== Instructions for the task ==
Turn every line of the entries below into a numbered list, skipping any blank lines.

== Data provided ==
● ● ● ●

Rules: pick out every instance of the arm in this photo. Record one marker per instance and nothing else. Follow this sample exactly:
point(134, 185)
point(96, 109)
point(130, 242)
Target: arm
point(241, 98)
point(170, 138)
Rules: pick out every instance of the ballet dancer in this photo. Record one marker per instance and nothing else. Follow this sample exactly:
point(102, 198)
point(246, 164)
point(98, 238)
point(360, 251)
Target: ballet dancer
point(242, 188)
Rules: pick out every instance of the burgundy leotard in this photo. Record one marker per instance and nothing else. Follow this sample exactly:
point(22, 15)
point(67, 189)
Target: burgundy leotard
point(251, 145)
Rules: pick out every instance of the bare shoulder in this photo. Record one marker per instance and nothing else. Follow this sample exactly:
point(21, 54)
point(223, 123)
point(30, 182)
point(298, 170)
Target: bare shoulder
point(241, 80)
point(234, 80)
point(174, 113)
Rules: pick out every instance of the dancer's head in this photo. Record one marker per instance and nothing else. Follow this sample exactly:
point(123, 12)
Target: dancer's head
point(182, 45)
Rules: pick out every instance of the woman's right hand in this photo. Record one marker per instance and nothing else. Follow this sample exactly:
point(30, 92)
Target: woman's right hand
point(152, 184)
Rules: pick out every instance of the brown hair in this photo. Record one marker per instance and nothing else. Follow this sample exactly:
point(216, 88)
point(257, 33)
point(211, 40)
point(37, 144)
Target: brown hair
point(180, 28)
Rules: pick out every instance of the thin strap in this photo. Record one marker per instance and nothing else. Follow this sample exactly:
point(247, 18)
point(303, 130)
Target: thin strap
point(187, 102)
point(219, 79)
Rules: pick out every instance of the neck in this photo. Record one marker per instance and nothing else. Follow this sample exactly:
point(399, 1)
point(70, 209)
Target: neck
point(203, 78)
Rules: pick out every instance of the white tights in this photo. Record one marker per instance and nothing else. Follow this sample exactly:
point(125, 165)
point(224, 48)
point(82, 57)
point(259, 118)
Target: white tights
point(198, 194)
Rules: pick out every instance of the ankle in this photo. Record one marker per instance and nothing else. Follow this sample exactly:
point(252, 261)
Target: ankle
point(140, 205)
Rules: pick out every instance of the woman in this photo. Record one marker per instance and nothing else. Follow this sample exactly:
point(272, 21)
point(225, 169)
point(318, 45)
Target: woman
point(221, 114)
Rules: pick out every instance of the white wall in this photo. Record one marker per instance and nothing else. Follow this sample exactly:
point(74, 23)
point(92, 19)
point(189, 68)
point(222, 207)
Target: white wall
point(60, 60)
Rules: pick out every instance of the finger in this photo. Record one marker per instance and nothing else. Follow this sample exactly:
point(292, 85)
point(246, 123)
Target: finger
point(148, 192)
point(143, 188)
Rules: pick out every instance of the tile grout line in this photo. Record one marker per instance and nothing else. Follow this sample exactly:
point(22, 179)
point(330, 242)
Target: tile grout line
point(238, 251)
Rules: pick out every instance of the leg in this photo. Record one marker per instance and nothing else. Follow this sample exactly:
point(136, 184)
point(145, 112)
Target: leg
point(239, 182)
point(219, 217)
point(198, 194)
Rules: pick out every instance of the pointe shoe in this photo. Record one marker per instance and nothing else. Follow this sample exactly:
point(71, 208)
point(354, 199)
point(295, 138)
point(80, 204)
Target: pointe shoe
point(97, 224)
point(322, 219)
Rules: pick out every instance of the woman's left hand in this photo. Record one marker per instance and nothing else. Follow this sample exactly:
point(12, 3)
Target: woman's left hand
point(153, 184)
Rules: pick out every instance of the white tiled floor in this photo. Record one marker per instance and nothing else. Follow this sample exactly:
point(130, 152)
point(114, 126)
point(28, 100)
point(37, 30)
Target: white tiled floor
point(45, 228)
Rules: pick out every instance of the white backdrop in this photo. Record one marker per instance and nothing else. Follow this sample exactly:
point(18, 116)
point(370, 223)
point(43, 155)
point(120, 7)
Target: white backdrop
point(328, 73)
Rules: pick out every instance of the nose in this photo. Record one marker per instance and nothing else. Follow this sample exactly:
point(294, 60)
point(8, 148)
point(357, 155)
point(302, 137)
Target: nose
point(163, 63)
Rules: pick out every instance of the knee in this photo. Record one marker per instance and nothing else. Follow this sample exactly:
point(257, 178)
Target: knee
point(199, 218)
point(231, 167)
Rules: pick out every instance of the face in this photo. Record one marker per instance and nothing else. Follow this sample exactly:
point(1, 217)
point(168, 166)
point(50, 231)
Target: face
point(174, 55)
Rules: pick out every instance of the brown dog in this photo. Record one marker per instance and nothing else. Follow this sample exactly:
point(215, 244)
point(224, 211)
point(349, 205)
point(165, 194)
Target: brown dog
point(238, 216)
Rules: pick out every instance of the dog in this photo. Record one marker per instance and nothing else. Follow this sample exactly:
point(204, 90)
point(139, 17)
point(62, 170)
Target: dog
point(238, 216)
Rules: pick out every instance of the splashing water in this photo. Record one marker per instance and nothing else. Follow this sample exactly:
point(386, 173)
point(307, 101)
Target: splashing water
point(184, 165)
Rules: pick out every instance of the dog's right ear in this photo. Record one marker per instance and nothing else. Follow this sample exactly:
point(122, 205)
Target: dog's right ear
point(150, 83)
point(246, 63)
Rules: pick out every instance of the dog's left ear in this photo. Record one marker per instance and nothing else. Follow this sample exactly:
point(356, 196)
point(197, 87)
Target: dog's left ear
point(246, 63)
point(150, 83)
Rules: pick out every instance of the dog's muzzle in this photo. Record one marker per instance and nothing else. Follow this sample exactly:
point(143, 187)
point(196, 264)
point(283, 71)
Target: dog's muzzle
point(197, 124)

● ● ● ●

== Result ==
1. Rules: pick out every instance of the arm in this photo. Record one marker per instance and nothing else. Follow this sample exactly:
2. point(134, 185)
3. point(96, 109)
4. point(130, 242)
5. Target: arm
6. point(241, 98)
7. point(170, 138)
8. Rules: pick out every instance of the ballet dancer in this photo. Record one marker per instance and nothing else. Follow this sample exactly:
9. point(102, 198)
10. point(246, 164)
11. point(98, 238)
12. point(360, 251)
13. Target: ballet dancer
14. point(242, 188)
15. Rules: pick out every instance of the burgundy leotard in this photo. Record one marker per instance and nothing else. Follow this sample exactly:
16. point(22, 15)
17. point(67, 189)
18. Target: burgundy leotard
19. point(251, 145)
20. Rules: pick out every instance of the bare shoulder in this photo. Record one marker per instance and nothing else. Follow this sample exactly:
21. point(21, 54)
22. point(223, 123)
23. point(30, 182)
24. point(298, 170)
25. Target: bare shoulder
26. point(241, 80)
27. point(234, 80)
28. point(174, 113)
29. Rules: pick out every instance of the dancer's head in this photo. Record one marker per instance and nothing else. Follow this sample exactly:
30. point(123, 12)
31. Target: dancer's head
32. point(182, 45)
33. Rules: pick out every instance of the woman's right hand in this photo. Record one marker per instance and nothing else. Follow this sample exactly:
34. point(30, 92)
35. Target: woman's right hand
36. point(152, 184)
37. Rules: pick out every instance of the brown hair in this photo. Record one marker per instance and nothing else. Follow this sample exactly:
38. point(216, 88)
39. point(257, 33)
40. point(211, 40)
41. point(37, 144)
42. Target: brown hair
43. point(180, 28)
44. Rules: pick out every instance of the thin strap in this photo. Record one marker per instance and nothing else. Follow this sample exactly:
45. point(247, 18)
46. point(303, 130)
47. Target: thin strap
48. point(187, 102)
49. point(219, 79)
50. Rules: pick out every instance of the neck in this photo. Record one marker per instance and nothing else. Follow this sample exactly:
51. point(399, 1)
52. point(70, 209)
53. Target: neck
54. point(203, 78)
55. Rules: pick out every instance of the white tights in this photo. Record one marker per instance and nothing else. Follow this sample exactly:
56. point(125, 165)
57. point(224, 48)
58. point(82, 57)
59. point(259, 118)
60. Target: white tights
61. point(198, 194)
62. Rules: pick out every instance of the ankle in this photo. Record one marker per instance and nothing else. Follow this sample exactly:
63. point(252, 261)
64. Target: ankle
65. point(140, 205)
66. Rules: pick out every instance of the woman in this photo. Record one marker per instance and nothing else. Follow this sample exactly:
67. point(272, 21)
68. point(225, 169)
69. point(318, 45)
70. Target: woman
71. point(221, 114)
72. Rules: pick out every instance of the white wall in this photo. Record one marker per instance and nothing else. Follow this sample exactly:
73. point(74, 23)
74. point(92, 19)
75. point(189, 68)
76. point(222, 207)
77. Target: white wall
78. point(60, 60)
79. Rules: pick out every instance of the finger in this photo. Record one marker per instance and nothing else. Follow this sample exactly:
80. point(292, 85)
81. point(246, 123)
82. Target: finger
83. point(148, 192)
84. point(143, 188)
85. Rules: pick out every instance of the tile grout line in this photo. Record one marker per instance and nothing else. Follow this sample exactly:
86. point(22, 179)
87. point(330, 242)
88. Target: tile grout line
89. point(238, 251)
90. Rules: pick out every instance of the leg in this photo. Record one marker per instance and nothing else. Follow this sample exactly:
91. point(136, 184)
92. point(145, 112)
93. Target: leg
94. point(239, 182)
95. point(219, 217)
96. point(198, 194)
97. Rules: pick out every instance of the pointe shoe in this photo. Record one marker per instance and nothing else. Follow this sample exactly:
98. point(71, 208)
99. point(354, 199)
100. point(295, 138)
101. point(80, 204)
102. Target: pointe shoe
103. point(97, 224)
104. point(322, 219)
105. Rules: pick out every instance of the woman's left hand in this photo. Record one marker per instance and nothing else. Follow this sample exactly:
106. point(12, 3)
107. Target: woman's left hand
108. point(153, 184)
109. Rules: pick out every instance of the white tiled floor in this photo. Record one marker per instance and nothing else. Follow this sample exactly:
110. point(130, 152)
111. point(114, 126)
112. point(28, 100)
113. point(37, 30)
114. Target: white tiled floor
115. point(45, 228)
116. Rules: pick out every instance of the white backdrop in this photo. Record one marker per instance and nothing else. Follow this sample exactly:
117. point(18, 116)
118. point(370, 223)
119. point(43, 155)
120. point(120, 7)
121. Target: white backdrop
122. point(328, 73)
123. Rules: pick out every instance of the nose in this photo. Record one marker per instance and nothing else. Follow this sample exactly:
124. point(294, 60)
125. point(8, 148)
126. point(357, 155)
127. point(302, 137)
128. Target: nose
129. point(163, 63)
130. Rules: pick out every instance of the knee in this photo. Record one marker per instance and nothing else. Follow this sample exactly:
131. point(257, 178)
132. Target: knee
133. point(199, 218)
134. point(231, 167)
135. Rules: pick out every instance of the face in this photo. Record one marker per instance and nothing else. Follow this sample exactly:
136. point(1, 217)
137. point(168, 166)
138. point(50, 231)
139. Target: face
140. point(174, 55)
141. Rules: pick out every instance of the brown dog in this photo. Record one marker per instance and nothing else. Follow this sample exactly:
142. point(215, 244)
143. point(224, 211)
144. point(349, 205)
145. point(165, 194)
146. Target: brown dog
147. point(238, 216)
148. Rules: pick out every instance of the dog in this photo. Record one marker per instance and nothing else. Follow this sample exactly:
149. point(204, 90)
150. point(139, 17)
151. point(62, 170)
152. Target: dog
153. point(238, 216)
154. Rules: pick out every instance of the splashing water in this photo. Record one marker per instance and nothing else. Follow this sample exactly:
155. point(386, 173)
156. point(307, 101)
157. Target: splashing water
158. point(184, 165)
159. Rules: pick out every instance of the dog's right ear in this photo. Record one marker per instance and nothing else. Follow this sample exactly:
160. point(122, 205)
161. Target: dog's right ear
162. point(150, 83)
163. point(246, 63)
164. Rules: pick out every instance of the dog's left ear in this photo. Record one marker per instance and nothing else. Follow this sample exactly:
165. point(356, 196)
166. point(197, 87)
167. Target: dog's left ear
168. point(246, 63)
169. point(150, 83)
170. Rules: pick out every instance of the dog's muzzle in this photo. Record one marker per instance and nothing else. Follow this sample exactly:
171. point(143, 187)
172. point(196, 264)
173. point(283, 71)
174. Target: dog's muzzle
175. point(197, 124)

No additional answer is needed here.